▶ _SET TASK_:
Please extract every line in the listing below that contains the word "grass", copying each such line in full.

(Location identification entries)
BEGIN

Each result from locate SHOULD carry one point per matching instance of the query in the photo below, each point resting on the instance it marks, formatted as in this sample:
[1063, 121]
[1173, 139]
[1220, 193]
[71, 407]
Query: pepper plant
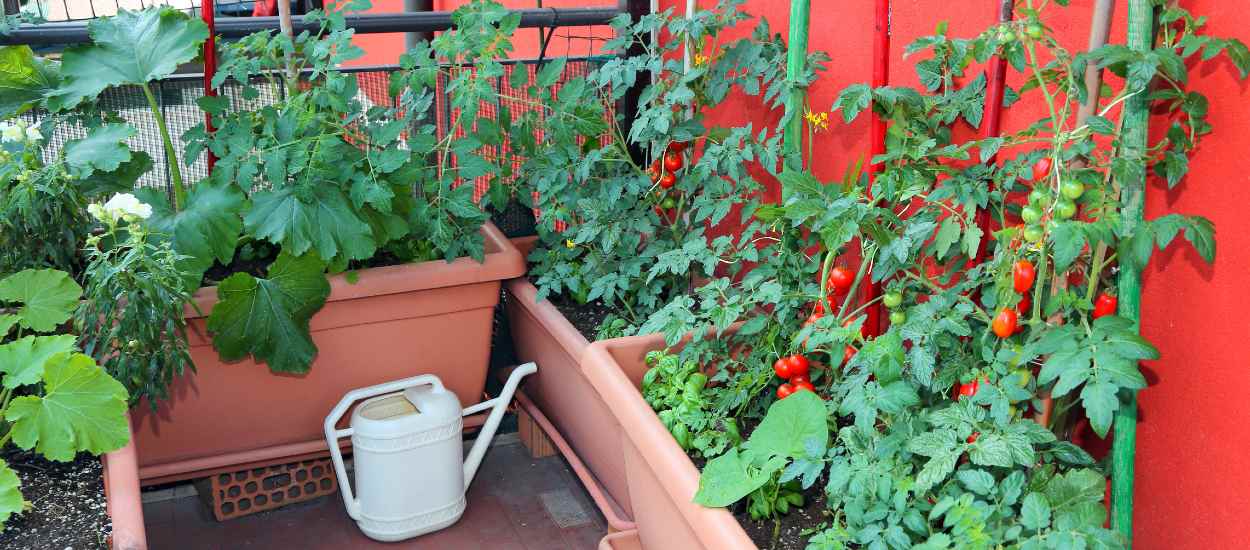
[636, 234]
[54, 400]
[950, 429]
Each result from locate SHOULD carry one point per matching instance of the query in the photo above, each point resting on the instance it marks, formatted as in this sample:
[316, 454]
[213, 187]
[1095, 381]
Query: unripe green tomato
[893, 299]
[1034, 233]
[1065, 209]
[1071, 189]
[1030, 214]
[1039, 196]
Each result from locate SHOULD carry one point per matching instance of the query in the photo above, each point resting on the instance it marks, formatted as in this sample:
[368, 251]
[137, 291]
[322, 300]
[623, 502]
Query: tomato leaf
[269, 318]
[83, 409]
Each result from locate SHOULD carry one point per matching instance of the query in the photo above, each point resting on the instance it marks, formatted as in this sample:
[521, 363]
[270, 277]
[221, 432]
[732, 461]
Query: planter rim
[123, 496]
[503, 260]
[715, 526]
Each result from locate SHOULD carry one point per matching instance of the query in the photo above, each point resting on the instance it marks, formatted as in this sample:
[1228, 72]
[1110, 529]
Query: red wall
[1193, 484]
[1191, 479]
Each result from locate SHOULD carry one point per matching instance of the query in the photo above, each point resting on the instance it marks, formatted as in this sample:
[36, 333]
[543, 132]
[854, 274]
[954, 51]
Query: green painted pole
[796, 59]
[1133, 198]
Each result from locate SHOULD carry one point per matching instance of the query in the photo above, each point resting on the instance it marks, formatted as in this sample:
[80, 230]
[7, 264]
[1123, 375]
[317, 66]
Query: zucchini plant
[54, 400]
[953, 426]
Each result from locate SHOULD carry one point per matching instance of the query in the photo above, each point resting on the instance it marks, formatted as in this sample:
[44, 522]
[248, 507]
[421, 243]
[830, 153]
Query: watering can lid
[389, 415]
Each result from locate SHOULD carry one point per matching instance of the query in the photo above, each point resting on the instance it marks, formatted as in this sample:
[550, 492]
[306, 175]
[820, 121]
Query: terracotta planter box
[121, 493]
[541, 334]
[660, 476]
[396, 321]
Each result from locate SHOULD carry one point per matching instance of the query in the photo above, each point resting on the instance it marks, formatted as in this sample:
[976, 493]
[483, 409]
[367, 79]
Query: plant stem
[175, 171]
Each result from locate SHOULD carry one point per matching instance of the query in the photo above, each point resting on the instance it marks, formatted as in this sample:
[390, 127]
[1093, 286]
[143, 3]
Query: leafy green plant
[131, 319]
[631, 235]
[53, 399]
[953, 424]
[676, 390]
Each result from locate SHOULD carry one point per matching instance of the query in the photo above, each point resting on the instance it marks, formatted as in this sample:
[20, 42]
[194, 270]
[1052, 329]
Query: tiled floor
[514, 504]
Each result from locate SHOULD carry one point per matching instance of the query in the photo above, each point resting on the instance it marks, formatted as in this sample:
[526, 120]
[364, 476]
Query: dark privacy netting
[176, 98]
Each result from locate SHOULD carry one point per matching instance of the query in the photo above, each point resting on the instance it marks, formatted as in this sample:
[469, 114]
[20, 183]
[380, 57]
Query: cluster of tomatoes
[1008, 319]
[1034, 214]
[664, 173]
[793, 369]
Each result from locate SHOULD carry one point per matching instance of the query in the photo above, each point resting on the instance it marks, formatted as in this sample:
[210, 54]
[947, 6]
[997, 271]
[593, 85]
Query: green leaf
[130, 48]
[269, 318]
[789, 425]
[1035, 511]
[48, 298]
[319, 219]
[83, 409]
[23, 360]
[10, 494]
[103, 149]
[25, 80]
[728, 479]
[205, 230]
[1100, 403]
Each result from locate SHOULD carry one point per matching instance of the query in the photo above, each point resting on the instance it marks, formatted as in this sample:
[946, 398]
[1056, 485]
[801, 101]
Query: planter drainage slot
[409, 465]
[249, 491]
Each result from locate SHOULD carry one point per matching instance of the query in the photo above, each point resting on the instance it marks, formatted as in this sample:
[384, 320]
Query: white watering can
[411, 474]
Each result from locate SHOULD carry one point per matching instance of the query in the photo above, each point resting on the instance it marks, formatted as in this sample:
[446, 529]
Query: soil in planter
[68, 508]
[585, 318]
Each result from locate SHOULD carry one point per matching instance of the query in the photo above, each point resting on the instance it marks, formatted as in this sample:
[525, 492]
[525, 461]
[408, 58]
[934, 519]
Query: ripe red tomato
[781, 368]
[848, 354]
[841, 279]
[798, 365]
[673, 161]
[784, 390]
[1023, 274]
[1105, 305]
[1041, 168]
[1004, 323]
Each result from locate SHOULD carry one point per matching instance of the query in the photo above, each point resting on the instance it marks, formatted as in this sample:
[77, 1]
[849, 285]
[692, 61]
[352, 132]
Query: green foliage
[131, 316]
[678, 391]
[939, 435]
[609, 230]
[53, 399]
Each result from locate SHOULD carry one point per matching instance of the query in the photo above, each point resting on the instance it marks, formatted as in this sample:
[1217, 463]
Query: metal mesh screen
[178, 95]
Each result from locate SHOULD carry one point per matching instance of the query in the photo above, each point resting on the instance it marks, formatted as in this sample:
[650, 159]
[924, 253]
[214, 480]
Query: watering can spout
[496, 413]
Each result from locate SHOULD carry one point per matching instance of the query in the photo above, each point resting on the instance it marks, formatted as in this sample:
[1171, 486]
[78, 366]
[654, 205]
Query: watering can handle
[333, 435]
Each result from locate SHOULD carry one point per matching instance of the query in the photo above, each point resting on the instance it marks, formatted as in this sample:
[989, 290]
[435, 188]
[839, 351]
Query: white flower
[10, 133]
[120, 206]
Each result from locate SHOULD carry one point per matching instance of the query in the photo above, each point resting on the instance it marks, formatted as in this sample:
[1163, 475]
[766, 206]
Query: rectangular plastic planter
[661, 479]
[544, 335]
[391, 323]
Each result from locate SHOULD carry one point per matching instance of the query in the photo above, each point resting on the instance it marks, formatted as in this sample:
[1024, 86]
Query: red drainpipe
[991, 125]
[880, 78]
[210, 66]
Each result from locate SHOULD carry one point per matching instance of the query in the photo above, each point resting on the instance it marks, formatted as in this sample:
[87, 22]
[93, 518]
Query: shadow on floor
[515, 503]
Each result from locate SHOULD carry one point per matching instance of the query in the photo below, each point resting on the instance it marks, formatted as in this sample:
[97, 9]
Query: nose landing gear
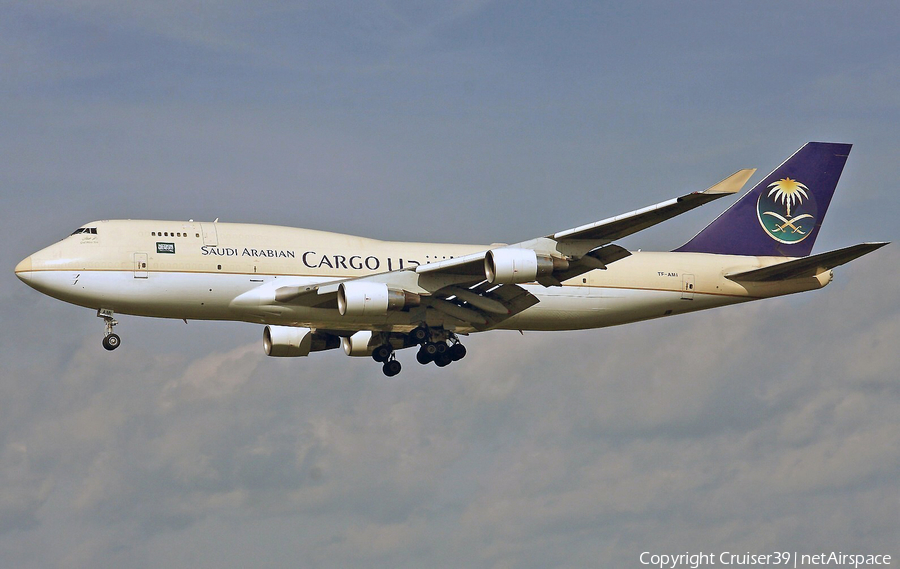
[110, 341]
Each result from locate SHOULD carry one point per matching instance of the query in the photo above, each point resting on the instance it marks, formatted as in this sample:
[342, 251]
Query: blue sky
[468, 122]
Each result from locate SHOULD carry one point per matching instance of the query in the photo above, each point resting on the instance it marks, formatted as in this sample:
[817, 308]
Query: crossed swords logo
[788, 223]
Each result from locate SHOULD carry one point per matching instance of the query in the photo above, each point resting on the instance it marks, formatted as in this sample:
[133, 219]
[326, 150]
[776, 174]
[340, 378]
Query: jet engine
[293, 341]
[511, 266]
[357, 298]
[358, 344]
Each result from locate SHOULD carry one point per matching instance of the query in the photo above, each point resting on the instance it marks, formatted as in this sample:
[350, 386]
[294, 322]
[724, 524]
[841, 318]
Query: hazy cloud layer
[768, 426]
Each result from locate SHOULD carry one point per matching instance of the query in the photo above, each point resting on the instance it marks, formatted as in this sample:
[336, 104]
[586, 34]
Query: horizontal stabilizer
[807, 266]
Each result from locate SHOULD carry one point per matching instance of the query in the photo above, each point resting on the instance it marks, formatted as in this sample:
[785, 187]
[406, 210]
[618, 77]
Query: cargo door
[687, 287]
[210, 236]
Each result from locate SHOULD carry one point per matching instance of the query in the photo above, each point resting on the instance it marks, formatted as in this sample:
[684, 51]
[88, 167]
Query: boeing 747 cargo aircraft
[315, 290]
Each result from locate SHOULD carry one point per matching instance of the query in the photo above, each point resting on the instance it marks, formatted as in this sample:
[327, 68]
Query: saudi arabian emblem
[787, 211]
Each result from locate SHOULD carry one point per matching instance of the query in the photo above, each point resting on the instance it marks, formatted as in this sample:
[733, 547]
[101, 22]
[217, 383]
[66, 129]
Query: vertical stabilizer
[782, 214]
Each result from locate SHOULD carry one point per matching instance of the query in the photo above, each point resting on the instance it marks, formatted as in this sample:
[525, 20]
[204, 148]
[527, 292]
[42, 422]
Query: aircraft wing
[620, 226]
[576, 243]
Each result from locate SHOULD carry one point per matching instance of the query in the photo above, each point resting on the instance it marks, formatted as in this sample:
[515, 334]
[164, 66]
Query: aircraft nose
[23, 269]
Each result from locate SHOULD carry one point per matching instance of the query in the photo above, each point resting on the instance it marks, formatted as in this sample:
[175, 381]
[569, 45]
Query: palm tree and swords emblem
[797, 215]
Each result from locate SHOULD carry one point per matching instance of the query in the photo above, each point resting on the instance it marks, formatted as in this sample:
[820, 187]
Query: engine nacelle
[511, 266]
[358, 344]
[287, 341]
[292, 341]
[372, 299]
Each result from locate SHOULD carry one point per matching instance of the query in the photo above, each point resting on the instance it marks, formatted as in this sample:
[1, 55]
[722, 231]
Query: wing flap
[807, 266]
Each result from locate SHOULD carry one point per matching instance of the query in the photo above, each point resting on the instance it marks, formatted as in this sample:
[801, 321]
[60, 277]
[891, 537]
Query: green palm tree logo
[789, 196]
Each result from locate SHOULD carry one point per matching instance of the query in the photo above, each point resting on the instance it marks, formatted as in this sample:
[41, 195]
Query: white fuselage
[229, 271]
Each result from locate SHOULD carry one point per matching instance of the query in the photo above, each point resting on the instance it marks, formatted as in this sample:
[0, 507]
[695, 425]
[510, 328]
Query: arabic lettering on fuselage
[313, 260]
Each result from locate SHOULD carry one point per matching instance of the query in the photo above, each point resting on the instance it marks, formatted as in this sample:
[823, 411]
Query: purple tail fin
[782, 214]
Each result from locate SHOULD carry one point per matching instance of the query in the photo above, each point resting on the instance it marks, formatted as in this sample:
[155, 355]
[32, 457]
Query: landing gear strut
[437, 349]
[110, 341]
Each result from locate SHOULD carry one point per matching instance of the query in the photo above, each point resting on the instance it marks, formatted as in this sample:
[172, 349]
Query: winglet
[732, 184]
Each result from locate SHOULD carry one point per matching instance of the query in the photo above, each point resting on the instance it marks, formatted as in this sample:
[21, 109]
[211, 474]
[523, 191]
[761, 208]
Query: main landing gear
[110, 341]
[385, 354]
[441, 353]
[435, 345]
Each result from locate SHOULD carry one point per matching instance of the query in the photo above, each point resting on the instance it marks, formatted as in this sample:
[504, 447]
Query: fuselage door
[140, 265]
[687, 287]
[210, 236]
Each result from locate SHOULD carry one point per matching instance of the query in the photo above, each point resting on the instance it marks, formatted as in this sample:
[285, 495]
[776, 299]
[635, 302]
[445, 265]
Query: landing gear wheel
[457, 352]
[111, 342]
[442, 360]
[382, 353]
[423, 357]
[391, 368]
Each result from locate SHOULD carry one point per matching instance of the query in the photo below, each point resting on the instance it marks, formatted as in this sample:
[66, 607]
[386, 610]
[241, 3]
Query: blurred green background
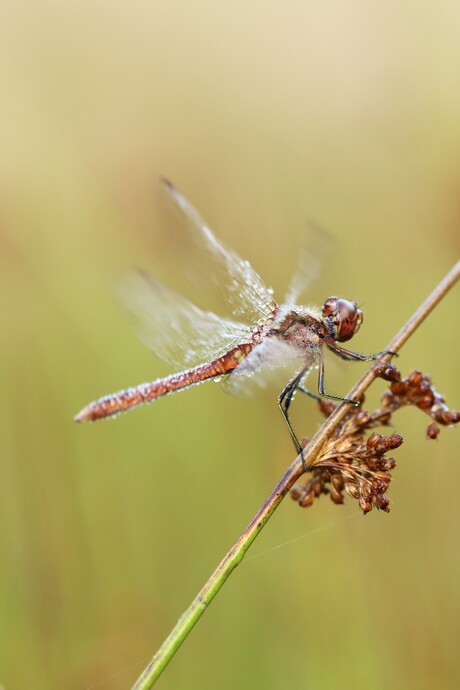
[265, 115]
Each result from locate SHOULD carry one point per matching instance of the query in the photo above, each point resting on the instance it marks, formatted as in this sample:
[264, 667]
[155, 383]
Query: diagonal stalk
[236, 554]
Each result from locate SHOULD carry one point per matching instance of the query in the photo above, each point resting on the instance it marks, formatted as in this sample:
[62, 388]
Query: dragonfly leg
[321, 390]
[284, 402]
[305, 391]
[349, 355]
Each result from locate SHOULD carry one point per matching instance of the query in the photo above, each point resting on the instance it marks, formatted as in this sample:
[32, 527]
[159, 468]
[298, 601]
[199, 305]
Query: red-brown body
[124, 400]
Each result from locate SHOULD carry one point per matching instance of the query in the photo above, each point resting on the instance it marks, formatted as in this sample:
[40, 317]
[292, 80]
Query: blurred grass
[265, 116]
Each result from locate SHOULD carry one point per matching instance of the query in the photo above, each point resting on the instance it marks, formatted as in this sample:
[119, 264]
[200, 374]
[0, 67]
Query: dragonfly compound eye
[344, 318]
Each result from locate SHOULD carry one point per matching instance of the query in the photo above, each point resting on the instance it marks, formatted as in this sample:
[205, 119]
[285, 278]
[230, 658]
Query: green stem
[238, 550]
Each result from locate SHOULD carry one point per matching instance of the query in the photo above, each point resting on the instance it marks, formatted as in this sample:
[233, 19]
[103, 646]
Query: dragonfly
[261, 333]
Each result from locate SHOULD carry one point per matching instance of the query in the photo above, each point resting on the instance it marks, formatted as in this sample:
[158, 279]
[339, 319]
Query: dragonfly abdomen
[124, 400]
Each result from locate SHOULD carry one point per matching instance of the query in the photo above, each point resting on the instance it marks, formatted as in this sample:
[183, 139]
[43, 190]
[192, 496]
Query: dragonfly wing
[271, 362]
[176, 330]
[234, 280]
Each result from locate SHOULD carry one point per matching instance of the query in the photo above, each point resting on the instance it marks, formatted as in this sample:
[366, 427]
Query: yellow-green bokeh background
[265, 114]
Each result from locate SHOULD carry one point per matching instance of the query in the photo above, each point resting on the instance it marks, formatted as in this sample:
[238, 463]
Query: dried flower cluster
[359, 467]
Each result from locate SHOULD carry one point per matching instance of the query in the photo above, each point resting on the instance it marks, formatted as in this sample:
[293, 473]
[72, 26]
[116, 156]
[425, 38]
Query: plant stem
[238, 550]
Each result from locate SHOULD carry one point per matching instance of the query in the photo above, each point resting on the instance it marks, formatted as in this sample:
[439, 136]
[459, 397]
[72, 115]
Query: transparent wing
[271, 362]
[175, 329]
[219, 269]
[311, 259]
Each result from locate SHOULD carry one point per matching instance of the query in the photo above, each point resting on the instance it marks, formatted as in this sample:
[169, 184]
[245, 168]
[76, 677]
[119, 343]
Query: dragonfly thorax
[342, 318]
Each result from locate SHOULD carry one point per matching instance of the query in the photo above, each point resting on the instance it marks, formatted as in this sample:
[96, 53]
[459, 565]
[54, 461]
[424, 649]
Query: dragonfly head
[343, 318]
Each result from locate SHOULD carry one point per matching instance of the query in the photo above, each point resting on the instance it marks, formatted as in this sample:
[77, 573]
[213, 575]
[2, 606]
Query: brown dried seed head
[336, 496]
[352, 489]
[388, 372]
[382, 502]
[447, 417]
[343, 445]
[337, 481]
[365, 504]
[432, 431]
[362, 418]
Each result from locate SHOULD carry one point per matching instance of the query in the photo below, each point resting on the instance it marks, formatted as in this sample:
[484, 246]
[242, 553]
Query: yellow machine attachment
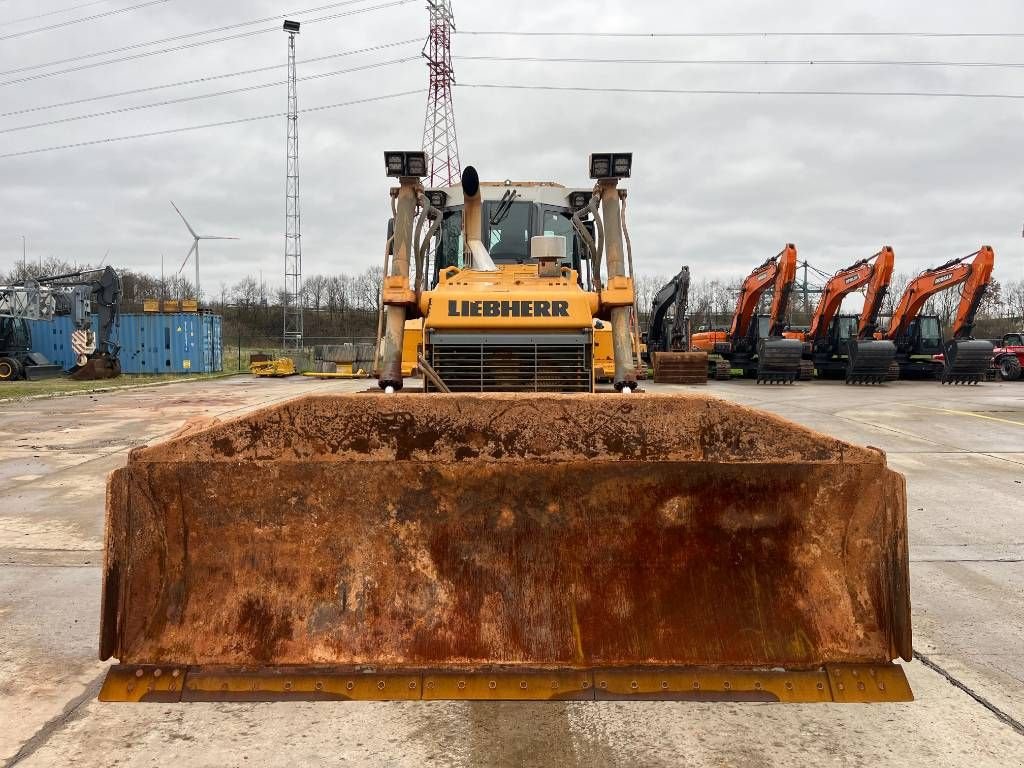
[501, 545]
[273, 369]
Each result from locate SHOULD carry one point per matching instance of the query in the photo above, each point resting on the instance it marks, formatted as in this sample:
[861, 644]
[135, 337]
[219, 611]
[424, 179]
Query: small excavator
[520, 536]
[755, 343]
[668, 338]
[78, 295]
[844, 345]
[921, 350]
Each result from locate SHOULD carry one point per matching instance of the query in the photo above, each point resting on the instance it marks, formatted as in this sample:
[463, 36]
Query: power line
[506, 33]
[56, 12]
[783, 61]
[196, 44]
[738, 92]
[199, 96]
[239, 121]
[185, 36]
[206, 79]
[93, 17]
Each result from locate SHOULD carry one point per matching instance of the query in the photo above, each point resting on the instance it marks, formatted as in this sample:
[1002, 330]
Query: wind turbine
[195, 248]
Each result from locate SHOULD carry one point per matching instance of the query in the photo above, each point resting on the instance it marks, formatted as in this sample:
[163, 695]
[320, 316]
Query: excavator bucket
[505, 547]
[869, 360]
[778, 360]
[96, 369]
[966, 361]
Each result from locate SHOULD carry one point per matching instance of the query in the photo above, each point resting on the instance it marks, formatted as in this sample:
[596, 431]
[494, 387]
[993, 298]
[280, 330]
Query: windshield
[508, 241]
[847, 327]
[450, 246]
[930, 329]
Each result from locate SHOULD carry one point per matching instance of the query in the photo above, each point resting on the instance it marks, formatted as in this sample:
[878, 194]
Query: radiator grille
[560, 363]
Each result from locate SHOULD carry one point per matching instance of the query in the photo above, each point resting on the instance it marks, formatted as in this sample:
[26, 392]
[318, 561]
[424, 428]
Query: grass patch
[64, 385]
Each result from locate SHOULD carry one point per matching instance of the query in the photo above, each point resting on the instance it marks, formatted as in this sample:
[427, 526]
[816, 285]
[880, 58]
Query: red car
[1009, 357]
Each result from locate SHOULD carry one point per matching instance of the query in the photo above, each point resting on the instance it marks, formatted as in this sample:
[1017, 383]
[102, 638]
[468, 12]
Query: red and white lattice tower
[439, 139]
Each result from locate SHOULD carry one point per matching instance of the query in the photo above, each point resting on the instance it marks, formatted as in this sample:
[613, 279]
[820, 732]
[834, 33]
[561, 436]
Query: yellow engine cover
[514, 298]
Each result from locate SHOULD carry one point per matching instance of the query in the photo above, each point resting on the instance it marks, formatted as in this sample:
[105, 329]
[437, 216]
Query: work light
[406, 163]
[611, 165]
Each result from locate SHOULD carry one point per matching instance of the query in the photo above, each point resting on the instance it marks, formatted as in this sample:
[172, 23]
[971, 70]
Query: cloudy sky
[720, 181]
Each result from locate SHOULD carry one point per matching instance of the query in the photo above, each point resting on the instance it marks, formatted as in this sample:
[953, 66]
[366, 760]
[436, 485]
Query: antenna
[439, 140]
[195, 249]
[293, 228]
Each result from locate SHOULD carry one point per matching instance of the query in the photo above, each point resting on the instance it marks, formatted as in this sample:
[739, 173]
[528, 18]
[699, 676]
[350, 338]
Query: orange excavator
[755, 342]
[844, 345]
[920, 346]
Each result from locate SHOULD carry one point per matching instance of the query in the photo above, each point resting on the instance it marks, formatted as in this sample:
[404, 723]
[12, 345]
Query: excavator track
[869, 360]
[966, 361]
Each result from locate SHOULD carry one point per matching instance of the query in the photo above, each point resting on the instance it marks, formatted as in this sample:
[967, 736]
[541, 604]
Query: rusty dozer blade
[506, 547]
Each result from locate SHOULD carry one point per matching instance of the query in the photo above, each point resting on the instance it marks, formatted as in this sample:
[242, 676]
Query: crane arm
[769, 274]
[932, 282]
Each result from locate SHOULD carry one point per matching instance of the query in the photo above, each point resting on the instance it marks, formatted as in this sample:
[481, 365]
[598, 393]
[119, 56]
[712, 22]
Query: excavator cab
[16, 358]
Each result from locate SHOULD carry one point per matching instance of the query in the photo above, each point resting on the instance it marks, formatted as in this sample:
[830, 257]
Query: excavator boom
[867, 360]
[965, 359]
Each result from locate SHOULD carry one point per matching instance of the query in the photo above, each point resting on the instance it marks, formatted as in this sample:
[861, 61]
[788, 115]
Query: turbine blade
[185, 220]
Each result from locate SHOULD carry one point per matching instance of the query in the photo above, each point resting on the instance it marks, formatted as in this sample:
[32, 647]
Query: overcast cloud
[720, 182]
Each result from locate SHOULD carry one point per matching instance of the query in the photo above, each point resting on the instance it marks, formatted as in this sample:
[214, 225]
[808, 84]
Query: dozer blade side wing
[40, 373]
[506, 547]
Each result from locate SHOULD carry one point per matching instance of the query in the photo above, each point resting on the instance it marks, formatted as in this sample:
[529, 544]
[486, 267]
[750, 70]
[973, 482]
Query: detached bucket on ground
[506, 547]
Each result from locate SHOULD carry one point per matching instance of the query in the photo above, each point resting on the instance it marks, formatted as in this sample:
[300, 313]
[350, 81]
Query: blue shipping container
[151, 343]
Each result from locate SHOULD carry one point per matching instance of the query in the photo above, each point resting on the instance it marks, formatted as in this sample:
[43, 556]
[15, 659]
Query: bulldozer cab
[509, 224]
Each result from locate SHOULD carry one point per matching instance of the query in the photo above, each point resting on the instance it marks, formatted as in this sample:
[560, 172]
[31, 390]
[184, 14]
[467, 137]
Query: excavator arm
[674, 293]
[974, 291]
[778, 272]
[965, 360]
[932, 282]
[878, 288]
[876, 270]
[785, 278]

END

▶ _EXPECTED ANSWER_:
Query: blurred grass
Query: grass patch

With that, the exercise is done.